Problem to work on:
Would you set down every line of the data below exactly as it reads?

Source material:
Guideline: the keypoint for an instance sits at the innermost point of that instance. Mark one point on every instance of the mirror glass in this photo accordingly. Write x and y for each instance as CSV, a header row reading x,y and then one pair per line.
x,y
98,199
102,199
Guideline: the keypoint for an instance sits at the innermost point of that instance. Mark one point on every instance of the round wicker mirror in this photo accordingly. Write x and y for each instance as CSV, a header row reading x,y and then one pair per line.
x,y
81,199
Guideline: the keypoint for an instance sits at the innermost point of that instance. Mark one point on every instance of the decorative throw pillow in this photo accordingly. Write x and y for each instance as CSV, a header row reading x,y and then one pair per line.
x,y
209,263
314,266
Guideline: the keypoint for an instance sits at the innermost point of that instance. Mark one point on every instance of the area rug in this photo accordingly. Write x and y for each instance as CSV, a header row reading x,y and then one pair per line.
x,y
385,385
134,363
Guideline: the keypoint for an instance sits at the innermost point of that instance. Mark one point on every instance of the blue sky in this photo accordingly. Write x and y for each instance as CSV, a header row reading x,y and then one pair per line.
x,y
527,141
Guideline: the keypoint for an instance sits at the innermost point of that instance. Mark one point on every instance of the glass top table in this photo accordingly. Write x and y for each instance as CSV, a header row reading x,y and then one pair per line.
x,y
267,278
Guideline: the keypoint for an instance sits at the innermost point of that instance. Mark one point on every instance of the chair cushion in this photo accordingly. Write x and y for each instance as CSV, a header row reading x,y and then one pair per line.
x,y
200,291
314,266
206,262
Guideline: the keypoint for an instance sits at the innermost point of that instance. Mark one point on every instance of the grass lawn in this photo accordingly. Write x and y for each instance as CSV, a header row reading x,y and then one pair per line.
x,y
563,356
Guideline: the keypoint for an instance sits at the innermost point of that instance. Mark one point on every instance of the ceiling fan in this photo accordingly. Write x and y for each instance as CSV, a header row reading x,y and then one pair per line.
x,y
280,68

Written response:
Guideline: the keypoint for an instance sits at the innermost point of that instance. Mark one point on every instance of the mirror glass in this photo accordingly. Write x and y for each instance as CSV, a header row reading x,y and then one pair per line.
x,y
98,199
102,199
Guideline: the keypoint for an instance sits at the innermost point of that instance. Mark one point on every instance of the round wicker mirror in this photo accordingly. Write x and y for each instance as CSV, a header row reading x,y and then one pair per line.
x,y
81,199
Guideline: the keypoint for an instance sits at the innermost point of that instance. Mark one point on every instance of the decorative throw pillow in this photo accordingly. Write x and y for each instance as CSV, a header row reading x,y and then one pair per line.
x,y
209,263
314,266
Guideline: the keypoint for an instance sits at the innermost point of that instance. Mark one point on every instance of the area rug in this photo accordingly. Write x and y for each instance as CSV, a header row reading x,y and then one pair per line.
x,y
385,385
134,363
Guideline: the keypoint for an instance sits at the innermost point of that instance. Mark one point on every instance of the blue sky in this photo accordingly. Write x and y for each instance as CSV, a header row reading x,y and then one pair per line.
x,y
527,141
Guideline: the keypoint for an instance sits at the innermost point of that instance. Mark one point on every instance of the glass top table in this photo accordingly. Write x and y for each instance as CSV, a header row reading x,y and then one pair per line.
x,y
267,278
Guideline: the keypoint for an instance sits at the innermost point of that instance. Mark one point on every instance of the chair cushion in this photo accordingly. Write x and y for each instance as CSV, a header row reading x,y and then one pair per line.
x,y
200,291
314,266
206,262
Guideline: the keypoint for an instance sits at the innermost point of that instance. Mark one point on every instance of the grass lawn in this photo accordingly. Write x and y for each instance as CSV, a header row reading x,y and then one pair per line.
x,y
563,356
Guideline: the keypoint for an instance sits at the innermost point of that instance. Mark one point on every instance of the ceiling fan in this photo accordingly. Write x and y for each instance as CSV, a header row reading x,y and then one pair per line.
x,y
280,68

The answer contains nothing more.